**SUPPLIED DATA**
*** Block opens ***

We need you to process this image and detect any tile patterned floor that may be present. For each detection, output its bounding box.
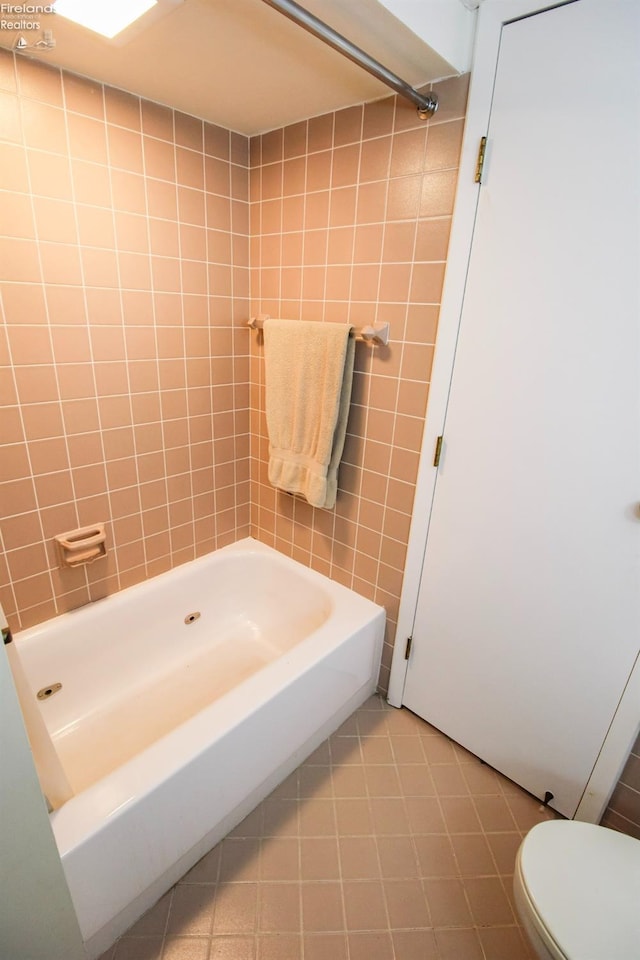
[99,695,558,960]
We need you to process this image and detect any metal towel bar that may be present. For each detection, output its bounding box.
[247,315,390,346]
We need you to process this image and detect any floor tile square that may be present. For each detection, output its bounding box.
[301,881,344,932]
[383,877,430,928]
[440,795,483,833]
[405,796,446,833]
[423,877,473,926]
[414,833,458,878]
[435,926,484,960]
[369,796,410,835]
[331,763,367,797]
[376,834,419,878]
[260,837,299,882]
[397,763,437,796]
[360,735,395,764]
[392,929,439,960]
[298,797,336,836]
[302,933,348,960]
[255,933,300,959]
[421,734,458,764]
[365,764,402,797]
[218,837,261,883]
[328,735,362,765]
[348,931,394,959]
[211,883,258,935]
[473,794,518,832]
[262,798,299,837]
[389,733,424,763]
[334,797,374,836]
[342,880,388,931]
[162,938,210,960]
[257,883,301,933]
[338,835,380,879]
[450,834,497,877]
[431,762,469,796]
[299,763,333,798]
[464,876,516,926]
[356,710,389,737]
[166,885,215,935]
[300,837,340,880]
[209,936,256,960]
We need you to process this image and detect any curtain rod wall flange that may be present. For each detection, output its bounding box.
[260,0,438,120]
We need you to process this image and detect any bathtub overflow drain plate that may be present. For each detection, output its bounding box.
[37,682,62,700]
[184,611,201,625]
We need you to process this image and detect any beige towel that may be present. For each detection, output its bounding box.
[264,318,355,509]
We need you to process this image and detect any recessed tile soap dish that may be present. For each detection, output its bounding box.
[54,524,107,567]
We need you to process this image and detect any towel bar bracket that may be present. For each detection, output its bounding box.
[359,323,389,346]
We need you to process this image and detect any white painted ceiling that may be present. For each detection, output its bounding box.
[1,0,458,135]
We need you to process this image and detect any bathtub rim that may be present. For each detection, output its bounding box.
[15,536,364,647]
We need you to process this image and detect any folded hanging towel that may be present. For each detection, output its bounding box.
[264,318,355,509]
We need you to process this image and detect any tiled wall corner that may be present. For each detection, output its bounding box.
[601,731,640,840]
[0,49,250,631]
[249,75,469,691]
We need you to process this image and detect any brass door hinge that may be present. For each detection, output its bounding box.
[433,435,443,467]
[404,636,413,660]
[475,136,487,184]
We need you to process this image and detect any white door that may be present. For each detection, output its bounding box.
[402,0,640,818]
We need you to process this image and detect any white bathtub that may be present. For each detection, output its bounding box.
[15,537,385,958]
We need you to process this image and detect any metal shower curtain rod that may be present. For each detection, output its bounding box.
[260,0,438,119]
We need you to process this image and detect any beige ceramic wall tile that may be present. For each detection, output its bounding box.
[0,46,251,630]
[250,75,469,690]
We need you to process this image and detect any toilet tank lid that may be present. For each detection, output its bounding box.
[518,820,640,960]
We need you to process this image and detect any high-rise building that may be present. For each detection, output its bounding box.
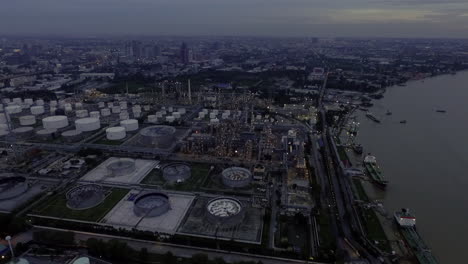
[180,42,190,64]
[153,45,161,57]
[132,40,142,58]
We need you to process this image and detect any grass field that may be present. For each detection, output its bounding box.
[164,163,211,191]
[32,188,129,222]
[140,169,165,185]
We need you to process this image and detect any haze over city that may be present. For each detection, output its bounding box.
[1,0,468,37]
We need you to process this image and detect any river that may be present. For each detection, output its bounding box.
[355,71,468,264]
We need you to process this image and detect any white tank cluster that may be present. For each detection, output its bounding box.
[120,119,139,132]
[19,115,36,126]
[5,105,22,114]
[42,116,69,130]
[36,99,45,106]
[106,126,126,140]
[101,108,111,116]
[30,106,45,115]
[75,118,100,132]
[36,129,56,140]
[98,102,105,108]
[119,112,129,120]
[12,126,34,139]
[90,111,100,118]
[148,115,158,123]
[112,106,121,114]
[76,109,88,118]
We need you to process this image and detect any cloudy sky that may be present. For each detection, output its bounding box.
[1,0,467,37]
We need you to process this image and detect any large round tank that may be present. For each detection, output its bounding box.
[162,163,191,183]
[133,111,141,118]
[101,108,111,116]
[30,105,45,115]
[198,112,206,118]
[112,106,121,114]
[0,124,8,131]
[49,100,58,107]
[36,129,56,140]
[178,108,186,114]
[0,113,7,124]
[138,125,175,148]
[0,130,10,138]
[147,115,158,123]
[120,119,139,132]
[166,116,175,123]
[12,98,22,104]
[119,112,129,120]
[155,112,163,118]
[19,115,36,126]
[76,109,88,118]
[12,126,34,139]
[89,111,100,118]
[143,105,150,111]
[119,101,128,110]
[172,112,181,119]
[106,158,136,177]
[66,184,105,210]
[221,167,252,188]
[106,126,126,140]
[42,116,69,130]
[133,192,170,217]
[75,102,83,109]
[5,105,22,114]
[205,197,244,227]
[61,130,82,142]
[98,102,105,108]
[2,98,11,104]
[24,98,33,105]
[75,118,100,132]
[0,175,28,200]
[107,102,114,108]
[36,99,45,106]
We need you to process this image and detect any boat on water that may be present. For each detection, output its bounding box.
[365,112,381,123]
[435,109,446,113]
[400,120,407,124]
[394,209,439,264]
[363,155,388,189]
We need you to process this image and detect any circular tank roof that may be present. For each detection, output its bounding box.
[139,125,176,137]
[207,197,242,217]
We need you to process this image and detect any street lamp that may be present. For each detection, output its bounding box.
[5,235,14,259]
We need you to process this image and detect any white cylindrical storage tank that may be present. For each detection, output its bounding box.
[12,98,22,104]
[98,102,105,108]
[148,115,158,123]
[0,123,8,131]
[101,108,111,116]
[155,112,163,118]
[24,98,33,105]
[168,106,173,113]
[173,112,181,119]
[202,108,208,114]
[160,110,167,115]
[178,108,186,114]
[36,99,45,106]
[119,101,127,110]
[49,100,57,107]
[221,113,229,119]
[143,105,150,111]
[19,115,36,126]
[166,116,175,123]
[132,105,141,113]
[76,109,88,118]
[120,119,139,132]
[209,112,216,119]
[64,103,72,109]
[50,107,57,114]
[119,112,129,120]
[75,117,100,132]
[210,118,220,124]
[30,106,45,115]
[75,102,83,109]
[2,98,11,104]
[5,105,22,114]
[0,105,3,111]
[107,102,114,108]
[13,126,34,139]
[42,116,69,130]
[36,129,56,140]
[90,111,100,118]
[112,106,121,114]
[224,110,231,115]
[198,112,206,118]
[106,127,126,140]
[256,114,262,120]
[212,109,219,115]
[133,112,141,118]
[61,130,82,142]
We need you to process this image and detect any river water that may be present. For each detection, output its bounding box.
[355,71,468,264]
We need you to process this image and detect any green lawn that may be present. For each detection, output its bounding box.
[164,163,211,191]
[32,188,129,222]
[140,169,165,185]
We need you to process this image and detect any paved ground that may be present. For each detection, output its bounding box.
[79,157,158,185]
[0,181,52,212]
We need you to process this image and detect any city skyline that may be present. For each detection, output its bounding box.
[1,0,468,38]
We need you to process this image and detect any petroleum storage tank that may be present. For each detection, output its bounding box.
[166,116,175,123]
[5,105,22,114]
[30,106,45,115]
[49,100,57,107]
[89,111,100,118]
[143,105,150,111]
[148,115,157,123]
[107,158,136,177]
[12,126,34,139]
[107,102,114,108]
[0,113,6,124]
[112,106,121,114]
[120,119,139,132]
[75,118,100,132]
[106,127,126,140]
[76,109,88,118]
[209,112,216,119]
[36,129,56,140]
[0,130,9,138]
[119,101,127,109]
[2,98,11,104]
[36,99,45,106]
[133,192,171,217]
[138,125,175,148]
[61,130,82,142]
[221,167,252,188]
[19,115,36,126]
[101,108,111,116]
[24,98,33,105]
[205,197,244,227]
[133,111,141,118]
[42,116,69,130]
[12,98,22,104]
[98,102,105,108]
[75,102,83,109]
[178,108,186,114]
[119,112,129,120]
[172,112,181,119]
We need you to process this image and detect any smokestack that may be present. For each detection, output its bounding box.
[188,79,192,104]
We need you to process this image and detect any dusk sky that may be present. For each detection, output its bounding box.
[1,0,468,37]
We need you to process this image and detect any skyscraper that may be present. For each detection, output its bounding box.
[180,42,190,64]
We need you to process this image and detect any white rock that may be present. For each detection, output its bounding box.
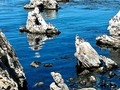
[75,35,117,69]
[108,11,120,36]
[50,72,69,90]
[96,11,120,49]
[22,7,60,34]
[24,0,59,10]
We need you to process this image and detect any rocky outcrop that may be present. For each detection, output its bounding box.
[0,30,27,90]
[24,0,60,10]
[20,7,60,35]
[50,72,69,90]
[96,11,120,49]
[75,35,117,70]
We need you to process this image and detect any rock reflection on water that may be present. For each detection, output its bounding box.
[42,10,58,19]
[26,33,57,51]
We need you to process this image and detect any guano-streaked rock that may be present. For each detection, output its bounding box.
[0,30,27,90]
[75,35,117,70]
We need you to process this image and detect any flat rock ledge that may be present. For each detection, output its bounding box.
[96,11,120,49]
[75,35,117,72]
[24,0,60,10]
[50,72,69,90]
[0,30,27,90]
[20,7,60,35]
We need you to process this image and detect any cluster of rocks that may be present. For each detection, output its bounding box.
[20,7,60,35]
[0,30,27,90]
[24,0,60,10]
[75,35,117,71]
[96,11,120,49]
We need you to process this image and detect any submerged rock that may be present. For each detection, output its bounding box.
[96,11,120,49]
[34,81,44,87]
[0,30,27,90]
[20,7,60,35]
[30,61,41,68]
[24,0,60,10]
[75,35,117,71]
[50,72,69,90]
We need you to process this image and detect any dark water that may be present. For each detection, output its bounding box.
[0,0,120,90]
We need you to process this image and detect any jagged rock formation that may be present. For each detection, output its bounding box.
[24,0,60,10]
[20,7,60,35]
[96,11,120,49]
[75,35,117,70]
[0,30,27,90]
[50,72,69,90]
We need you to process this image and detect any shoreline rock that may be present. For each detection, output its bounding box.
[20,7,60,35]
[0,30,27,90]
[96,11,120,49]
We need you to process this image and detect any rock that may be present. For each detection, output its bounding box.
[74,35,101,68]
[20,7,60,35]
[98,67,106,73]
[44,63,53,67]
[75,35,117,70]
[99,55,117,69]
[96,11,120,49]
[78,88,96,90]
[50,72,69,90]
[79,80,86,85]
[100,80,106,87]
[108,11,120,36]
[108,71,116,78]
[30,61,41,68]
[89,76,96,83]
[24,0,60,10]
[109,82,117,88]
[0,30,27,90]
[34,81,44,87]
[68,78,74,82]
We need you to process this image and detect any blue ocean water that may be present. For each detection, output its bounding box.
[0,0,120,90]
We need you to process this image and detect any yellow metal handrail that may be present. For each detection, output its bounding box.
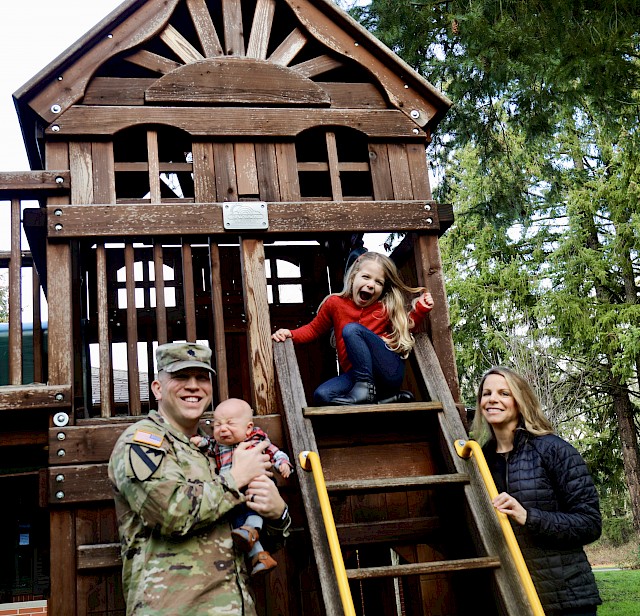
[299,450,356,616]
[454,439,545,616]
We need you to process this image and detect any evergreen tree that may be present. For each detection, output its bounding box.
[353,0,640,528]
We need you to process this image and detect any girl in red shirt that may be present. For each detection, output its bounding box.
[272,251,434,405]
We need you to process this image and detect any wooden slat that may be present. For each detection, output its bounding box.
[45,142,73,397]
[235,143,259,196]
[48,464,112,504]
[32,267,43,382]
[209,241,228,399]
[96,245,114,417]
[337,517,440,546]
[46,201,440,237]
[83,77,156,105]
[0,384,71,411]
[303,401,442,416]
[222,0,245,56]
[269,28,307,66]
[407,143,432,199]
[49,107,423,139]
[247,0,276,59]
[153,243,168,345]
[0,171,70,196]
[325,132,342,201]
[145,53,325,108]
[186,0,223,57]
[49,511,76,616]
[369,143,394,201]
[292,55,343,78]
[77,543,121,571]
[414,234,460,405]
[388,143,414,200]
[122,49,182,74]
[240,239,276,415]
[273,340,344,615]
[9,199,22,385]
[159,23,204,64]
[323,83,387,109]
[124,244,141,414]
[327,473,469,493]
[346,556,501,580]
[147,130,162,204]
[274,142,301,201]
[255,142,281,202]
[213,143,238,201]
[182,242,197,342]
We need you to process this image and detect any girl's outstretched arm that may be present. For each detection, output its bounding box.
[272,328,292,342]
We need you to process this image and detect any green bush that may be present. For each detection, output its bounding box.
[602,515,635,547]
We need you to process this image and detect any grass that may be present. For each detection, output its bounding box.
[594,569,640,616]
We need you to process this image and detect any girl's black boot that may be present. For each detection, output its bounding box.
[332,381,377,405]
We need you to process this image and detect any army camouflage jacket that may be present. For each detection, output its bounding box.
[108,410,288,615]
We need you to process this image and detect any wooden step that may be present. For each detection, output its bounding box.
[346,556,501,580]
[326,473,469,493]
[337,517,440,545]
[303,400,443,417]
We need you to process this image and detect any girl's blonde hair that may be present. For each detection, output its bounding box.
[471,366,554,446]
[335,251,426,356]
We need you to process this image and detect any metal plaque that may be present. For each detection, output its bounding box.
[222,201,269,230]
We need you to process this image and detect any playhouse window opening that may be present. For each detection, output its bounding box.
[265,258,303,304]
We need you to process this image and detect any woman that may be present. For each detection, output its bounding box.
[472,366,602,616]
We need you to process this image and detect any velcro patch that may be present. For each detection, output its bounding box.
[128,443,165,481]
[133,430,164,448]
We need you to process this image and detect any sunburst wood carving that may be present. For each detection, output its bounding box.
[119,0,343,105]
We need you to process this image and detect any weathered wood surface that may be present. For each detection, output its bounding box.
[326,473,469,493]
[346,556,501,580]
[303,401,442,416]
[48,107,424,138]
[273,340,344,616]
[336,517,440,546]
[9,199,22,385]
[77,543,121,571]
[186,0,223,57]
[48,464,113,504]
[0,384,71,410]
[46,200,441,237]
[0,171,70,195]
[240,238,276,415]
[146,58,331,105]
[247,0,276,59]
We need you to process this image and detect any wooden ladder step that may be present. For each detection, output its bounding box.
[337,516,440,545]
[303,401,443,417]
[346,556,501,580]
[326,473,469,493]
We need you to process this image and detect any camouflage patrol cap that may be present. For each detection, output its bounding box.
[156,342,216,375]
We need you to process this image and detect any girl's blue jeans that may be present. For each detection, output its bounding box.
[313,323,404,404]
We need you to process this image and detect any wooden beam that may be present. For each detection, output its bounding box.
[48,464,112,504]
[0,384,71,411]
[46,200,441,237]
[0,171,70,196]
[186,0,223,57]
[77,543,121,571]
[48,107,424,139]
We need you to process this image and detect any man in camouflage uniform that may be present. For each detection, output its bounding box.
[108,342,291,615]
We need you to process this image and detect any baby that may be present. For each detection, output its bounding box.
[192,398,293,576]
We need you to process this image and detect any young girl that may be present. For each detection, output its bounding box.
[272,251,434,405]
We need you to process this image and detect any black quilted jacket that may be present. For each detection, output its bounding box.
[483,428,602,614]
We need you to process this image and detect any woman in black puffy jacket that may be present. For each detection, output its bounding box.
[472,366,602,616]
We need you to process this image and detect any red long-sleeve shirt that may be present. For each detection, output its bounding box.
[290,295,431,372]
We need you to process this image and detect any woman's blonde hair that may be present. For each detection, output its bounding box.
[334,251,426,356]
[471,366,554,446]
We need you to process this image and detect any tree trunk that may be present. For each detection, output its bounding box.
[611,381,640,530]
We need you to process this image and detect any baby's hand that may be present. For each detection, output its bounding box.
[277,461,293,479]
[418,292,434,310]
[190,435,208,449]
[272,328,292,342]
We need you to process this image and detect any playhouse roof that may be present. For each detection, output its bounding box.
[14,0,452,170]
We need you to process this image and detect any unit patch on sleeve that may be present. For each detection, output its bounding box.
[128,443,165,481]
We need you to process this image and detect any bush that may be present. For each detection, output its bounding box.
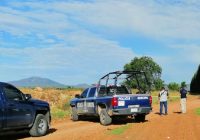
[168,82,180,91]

*** Block closes ***

**ASSIGNMENT**
Write out exactly the lines running from the one with "We need you to process this image and detect any unit" through the end of the material, both ends included, while leaving the pictures out.

**SOLUTION TO THIS TASK**
We need you to process this image and detect any unit patch on sleeve that may be present. For each detection, output its bounding box.
[128,443,165,481]
We need you to process this image and detect any bush that may be present. For each detection, output its bounding box.
[168,82,180,91]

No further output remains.